_WORK TO COMPLETE_.
1) From the overview of antenna directivity and gain below, list the specific factors it names as determining the actual radiation pattern of an antenna.
2) Continue the overview of antenna directivity and gain below, starting after its final sentence.

_GIVEN TEXT_.
* * * * * * * * *

Antenna directivity and gain
- an overview, summary, tutorial about the basics of RF antenna directivity
(aerial directivity) and gain including isotropic radiators, polar diagrams and
antenna dBi figures and antenna dBd figures.
RF antennas or aerials do not radiate equally in all
directions. It is found that any realisable RF antenna design will radiate more
in some directions than others. The actual pattern is dependent upon the type of
antenna design, its size, the environment and a variety of other factors. This
directional pattern can be used to ensure that the power radiated is focussed in
the desired directions.
It is normal to refer to the directional patterns and gain in
terms of the transmitted signal. It is often easier to visualise the RF antenna
is terms of its radiated power, however the antenna performs in an exactly
equivalent manner for reception, having identical figures and specifications.
In order to visualise the way in which an antenna radiates a
diagram known as a polar diagram is used. This is normally a two dimensional
plot around an antenna showing the intensity of the radiation at each point for
a particular plane. Normally the scale that is used is logarithmic so that the
differences can be conveniently seen on the plot. Although the radiation pattern
of the antenna varies in three dimensions, it is normal to make a plot in a
particular plane, normally either horizontal or vertical as these are the two
that are most used, and it simplifies the measurements and presentation. An
example for a simple dipole antenna is shown below.
Polar diagram of a half wave dipole in free space
Antenna designs are often categorised by the type of polar
diagram they exhibit. For example an omni-directional antenna design is one
which radiates equally (or approximately equally) in all directions in the plane
of interest. An antenna design that radiates equally in all directions in all
planes is called an isotropic antenna. As already mentioned it is not possible
to produce one of these in reality, but it is useful as a theoretical reference
for some measurements. Other RF antennas exhibit highly directional patterns and
these may be utilised in a number of applications. The Yagi antenna is an
example of a directive antenna and possibly it is most widely used for
television reception.
Polar diagram for a yagi antenna
RF antenna beamwidth
There are a number of key features that can be seen from this
polar diagram. The first is that there is a main beam or lobe and a number of
minor lobes. It is often useful to define the beam-width of an RF antenna. This
is taken to be angle between the two points where the power falls to half its
maximum level, and as a result it is sometimes called the half power beam-width.
Antenna gain
An RF antenna radiates a given amount of power. This is the
power dissipated in the radiation resistance of the RF antenna. An isotropic
radiator will distribute this equally in all directions. For an antenna with a
directional pattern, less power will be radiated in some directions and more in
others. The fact that more power is radiated in given directions implies that it
can be considered to have a gain.

* * * * * * * * *

_INFORMATION PROVIDED_.
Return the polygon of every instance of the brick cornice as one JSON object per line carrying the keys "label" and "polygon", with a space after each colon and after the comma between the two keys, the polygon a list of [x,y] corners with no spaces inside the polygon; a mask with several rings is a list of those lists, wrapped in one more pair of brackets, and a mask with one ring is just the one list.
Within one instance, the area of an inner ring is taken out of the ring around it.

* * * * * * * * *

_RESPONSES BY TASK_.
1)
- The type of antenna design
- Its size
- The environment

2)
The gain can be defined as a ratio of the signal transmitted
in the "maximum" direction to that of a standard or reference antenna. This may
sometimes be called the "forward gain". The figure that is obtained is then
normally expressed in decibels (dB). In theory the standard antenna could be
almost anything but two types are generally used. The most common type is a
simple dipole as it is easily available and it is the basis of many other types
of antenna. In this case the gain is often expressed as dBd i.e. gain expressed
in decibels over a dipole. However a dipole does not radiated equally in all
directions in all planes and so an isotropic source is sometimes used. In this
case the gain may be specified in dBi i.e. gain in decibels over an isotropic
source. The main drawback with using an isotropic source (antenna dBi) as a
reference is that it is not possible to realise them in practice and so that
figures using it can only be theoretical. However it is possible to relate the
two gains as a dipole has a gain of 2.1 dB over an isotropic source i.e. 2.1 dBi.
In other words, figures expressed as gain over an isotropic source will be 2.1
dB higher than those relative to a dipole. When choosing an antenna and looking
at the gain specifications, be sure to check whether the gain is relative to a
dipole or an isotropic source, i.e. the antenna dBi figure of the antenna dBd
figure.
Apart from the forward gain of an antenna another parameter
which is important is the front to back ratio. This is expressed in decibels and
as the name implies it is the ratio of the maximum signal in the forward
direction to the signal in the opposite direction. This figure is normally
expressed in decibels. It is found that the design of an antenna can be adjusted
to give either maximum forward gain of the optimum front to back ratio as the
two do not normally coincide exactly. For most VHF and UHF operation the design
is normally optimised for the optimum forward gain as this gives the maximum
radiated signal in the required direction.
RF antenna gain / beamwidth balance
It may appear that maximising the gain of an antenna will
optimise its performance in a system. This may not always be the case. By the
very nature of gain and beamwidth, increasing the gain will result in a
reduction in the beamwidth. This will make setting the direction of the antenna
more critical. This may be quite acceptable in many applications, but not in
others. This balance should be considered when designing and setting up a radio
link.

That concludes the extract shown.